-- GIVEN PROBLEM --
Beginning with the line that has "Outline every instance of the snow-covered" and ending after the line that has "316 119 L 320", write those lines of the data out again with "evenodd" switched to "nonzero" and nothing else changed.

-- DATA PROVIDED --

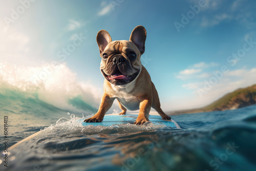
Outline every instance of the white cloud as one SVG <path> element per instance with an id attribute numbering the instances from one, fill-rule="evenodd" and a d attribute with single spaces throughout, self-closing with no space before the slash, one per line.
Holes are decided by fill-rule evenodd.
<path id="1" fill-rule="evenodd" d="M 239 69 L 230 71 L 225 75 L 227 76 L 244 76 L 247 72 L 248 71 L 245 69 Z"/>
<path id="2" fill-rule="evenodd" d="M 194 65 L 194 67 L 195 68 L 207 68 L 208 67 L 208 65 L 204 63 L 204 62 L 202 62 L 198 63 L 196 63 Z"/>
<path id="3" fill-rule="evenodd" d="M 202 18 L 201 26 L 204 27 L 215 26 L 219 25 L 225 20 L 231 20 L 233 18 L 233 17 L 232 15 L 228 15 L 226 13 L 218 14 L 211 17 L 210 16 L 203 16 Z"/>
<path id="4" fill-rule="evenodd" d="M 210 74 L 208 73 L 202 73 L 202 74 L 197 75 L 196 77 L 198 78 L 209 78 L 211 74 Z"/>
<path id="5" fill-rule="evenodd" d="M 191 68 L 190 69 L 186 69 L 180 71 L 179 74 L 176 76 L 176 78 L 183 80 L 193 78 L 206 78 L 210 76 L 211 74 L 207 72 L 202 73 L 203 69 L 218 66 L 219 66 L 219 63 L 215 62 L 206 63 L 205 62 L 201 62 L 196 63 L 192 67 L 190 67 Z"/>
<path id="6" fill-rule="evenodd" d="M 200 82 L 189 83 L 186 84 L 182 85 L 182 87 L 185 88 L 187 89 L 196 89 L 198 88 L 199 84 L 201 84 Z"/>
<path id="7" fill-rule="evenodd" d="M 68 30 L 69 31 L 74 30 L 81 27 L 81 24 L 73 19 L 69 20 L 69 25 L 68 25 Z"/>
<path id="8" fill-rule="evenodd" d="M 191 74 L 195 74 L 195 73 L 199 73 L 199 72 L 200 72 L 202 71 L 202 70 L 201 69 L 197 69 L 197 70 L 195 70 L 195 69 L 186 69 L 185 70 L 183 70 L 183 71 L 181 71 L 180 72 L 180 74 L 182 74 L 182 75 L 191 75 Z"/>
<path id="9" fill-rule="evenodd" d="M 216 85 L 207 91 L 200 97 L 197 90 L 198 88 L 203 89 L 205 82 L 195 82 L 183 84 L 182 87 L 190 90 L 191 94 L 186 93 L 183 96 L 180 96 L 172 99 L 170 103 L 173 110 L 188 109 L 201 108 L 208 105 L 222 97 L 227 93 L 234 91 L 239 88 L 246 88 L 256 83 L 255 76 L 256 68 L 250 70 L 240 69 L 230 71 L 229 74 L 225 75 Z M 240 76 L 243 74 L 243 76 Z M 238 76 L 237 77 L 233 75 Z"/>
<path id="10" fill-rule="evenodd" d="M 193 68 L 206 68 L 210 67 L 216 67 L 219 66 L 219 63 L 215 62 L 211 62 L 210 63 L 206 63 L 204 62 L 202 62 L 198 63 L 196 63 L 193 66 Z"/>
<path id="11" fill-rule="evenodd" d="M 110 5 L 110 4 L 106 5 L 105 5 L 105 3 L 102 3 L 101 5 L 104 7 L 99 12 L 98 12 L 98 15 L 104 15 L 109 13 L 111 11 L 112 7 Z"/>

...

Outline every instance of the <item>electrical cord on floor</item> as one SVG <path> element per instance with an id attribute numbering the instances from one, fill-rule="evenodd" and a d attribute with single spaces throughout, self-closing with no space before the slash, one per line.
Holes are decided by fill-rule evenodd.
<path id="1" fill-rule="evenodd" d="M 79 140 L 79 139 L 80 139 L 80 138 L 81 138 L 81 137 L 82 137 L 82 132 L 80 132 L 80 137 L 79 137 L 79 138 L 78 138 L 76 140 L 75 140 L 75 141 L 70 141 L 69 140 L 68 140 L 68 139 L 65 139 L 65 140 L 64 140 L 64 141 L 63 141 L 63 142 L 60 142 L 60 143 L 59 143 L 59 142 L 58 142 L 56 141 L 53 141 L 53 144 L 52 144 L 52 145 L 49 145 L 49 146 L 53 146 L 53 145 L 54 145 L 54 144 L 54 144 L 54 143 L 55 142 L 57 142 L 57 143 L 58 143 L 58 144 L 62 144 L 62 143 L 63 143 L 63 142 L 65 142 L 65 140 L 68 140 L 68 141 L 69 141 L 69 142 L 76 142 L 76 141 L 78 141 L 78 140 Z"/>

...

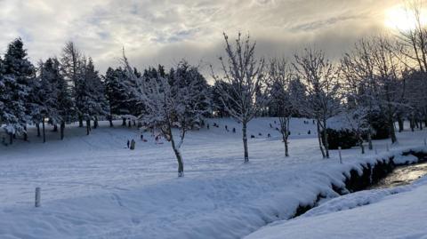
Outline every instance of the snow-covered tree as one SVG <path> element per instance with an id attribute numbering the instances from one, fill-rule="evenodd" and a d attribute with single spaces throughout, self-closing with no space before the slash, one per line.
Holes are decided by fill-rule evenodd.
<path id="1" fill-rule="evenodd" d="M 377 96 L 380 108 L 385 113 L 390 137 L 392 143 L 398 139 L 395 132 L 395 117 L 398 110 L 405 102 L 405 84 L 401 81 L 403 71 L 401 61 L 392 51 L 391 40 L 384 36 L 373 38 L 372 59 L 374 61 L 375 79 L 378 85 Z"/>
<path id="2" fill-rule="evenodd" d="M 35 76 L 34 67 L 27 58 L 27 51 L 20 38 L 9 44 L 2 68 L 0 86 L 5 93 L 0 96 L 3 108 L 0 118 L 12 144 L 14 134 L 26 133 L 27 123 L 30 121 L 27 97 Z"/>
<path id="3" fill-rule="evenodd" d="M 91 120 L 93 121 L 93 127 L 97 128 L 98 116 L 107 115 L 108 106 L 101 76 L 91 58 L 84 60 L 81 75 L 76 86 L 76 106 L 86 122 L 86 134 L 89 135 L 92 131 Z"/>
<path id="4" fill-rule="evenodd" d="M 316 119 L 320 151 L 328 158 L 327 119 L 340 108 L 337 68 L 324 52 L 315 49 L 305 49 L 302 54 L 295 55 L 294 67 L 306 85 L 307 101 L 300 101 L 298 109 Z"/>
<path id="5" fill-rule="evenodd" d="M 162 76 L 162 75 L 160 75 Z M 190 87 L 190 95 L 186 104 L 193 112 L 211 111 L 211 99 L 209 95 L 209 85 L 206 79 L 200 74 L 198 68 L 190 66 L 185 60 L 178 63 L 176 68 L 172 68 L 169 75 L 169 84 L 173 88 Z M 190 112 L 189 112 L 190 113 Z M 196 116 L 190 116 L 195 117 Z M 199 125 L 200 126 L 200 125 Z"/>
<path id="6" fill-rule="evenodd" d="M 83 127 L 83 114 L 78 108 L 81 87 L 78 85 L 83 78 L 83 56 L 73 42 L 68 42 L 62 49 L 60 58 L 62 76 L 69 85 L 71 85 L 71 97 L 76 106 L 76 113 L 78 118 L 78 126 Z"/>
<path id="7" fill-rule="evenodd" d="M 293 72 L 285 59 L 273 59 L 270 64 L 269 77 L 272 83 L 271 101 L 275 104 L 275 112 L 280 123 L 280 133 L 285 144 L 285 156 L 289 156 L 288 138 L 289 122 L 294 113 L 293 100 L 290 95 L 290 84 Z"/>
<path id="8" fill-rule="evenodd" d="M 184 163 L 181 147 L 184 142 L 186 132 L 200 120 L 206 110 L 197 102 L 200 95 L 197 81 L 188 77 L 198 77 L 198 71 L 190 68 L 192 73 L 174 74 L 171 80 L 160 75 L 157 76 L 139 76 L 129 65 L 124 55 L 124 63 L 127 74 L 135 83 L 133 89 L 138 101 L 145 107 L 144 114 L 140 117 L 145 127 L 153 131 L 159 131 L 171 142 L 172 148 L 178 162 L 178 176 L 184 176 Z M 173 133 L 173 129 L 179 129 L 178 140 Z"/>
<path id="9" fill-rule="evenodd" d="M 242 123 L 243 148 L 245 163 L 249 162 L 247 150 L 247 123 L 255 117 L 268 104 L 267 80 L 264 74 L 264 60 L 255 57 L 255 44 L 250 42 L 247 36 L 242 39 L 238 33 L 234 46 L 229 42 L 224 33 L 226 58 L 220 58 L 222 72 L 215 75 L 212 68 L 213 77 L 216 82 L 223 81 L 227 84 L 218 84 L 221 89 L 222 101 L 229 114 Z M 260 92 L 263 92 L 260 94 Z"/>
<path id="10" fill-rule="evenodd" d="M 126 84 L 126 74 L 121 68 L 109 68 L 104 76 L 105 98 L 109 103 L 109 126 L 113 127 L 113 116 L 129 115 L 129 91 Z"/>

-- EXERCISE RESULT --
Outline every instance of the snow-covered tree as one SVG <path> element per instance with an id attribute numbering the instances from one, fill-rule="nonzero" and a d attribute with single spaces throughout, self-closing with no space before the slash, one per line.
Holes are decided by fill-rule nonzero.
<path id="1" fill-rule="nonzero" d="M 377 96 L 380 108 L 385 113 L 390 137 L 392 143 L 398 139 L 395 132 L 395 117 L 398 110 L 405 102 L 405 84 L 401 81 L 403 71 L 401 61 L 392 51 L 391 40 L 384 36 L 373 38 L 372 59 L 374 61 L 375 79 L 378 85 Z"/>
<path id="2" fill-rule="nonzero" d="M 35 76 L 34 67 L 27 58 L 27 51 L 20 38 L 9 44 L 2 68 L 0 86 L 5 93 L 0 96 L 3 108 L 0 118 L 12 144 L 14 134 L 26 133 L 27 123 L 30 121 L 27 97 Z"/>
<path id="3" fill-rule="nonzero" d="M 91 120 L 93 121 L 93 127 L 97 128 L 98 116 L 107 115 L 108 106 L 101 76 L 91 58 L 84 60 L 81 75 L 76 86 L 76 106 L 86 122 L 86 134 L 89 135 L 92 131 Z"/>
<path id="4" fill-rule="nonzero" d="M 316 119 L 320 151 L 328 158 L 327 119 L 340 108 L 337 68 L 324 52 L 315 49 L 305 49 L 302 54 L 295 55 L 294 67 L 306 85 L 307 101 L 300 101 L 298 109 Z"/>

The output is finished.